-- DATASET EXTRACT follows --
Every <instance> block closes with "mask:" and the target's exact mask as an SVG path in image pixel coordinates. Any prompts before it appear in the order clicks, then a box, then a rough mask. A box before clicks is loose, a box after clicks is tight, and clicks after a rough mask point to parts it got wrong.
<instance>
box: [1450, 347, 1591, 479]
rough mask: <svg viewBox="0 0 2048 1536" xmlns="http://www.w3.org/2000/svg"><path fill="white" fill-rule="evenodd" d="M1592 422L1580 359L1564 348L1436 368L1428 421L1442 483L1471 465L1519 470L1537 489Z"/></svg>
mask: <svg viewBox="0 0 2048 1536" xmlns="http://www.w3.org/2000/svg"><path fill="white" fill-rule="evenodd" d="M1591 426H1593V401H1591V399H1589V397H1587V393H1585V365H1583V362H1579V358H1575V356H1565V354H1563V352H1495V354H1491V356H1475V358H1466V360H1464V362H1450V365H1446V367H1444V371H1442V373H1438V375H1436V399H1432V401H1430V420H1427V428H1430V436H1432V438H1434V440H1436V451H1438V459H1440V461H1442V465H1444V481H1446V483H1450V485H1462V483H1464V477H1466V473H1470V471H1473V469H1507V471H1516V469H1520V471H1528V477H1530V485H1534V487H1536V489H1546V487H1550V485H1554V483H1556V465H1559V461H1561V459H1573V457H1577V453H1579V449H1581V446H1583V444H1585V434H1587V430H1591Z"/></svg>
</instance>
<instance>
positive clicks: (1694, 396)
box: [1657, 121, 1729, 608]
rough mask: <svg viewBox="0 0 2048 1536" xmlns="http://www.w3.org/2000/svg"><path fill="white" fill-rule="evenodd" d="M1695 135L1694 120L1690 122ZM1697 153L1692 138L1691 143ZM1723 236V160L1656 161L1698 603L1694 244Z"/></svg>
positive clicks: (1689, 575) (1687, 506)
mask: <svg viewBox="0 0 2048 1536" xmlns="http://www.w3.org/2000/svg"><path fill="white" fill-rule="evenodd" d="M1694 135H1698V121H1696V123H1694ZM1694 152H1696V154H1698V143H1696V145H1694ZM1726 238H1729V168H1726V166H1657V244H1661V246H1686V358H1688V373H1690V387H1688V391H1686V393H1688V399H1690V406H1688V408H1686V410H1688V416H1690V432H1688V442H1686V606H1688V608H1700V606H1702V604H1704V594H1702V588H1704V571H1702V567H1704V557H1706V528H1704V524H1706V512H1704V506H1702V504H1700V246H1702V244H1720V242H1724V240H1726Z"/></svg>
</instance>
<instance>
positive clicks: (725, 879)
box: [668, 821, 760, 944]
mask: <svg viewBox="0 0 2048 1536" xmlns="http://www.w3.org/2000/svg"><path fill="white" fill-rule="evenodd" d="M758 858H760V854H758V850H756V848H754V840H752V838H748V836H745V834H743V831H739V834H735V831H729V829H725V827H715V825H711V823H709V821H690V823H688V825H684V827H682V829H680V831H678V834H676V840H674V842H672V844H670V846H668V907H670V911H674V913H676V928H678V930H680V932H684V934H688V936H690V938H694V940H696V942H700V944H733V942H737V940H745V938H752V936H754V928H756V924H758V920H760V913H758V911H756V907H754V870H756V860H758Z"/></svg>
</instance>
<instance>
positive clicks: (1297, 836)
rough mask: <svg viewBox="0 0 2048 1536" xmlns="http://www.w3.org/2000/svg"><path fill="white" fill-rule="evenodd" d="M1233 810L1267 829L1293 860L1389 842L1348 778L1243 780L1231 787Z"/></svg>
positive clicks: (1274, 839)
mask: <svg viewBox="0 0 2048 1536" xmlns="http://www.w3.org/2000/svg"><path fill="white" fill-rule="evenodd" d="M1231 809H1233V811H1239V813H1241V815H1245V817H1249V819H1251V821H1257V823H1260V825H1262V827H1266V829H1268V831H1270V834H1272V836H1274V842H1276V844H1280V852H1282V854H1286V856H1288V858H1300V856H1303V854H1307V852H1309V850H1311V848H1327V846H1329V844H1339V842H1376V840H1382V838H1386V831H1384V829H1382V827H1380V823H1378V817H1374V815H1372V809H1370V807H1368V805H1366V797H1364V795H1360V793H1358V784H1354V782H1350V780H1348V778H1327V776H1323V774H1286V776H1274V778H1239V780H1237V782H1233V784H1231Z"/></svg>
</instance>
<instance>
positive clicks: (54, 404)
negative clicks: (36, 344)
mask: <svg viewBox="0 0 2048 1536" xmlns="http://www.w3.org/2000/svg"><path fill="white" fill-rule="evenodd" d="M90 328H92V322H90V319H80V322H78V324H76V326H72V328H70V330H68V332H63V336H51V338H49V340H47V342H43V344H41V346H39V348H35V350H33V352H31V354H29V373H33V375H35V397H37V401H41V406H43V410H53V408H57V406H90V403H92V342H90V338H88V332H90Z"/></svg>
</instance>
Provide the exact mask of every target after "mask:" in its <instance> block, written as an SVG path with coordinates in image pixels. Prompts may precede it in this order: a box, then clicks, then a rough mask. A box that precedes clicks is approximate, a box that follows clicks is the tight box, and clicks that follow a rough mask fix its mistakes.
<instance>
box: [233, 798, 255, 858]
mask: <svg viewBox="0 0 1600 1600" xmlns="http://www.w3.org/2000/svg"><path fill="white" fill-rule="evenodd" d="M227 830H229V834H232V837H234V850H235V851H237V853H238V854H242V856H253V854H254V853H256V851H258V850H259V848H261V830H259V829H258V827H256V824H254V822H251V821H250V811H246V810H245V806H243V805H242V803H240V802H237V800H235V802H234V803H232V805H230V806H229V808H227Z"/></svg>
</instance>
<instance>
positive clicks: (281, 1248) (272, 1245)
-- DATASET EXTRACT concluded --
▸ **THE TASK**: Look at the entries above. Say how many lines have the word "target", and give only the number.

▸ **ANSWER TO THE PROBLEM**: 2